Copy every line of the records below, changing nothing.

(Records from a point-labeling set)
------------

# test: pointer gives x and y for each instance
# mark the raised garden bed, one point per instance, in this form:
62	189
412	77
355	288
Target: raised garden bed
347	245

------------

- **The reply**:
# test: pointer gives x and y for each instance
# mark the raised garden bed, one point per instance, in this form:
62	189
412	77
355	288
Target: raised garden bed
347	245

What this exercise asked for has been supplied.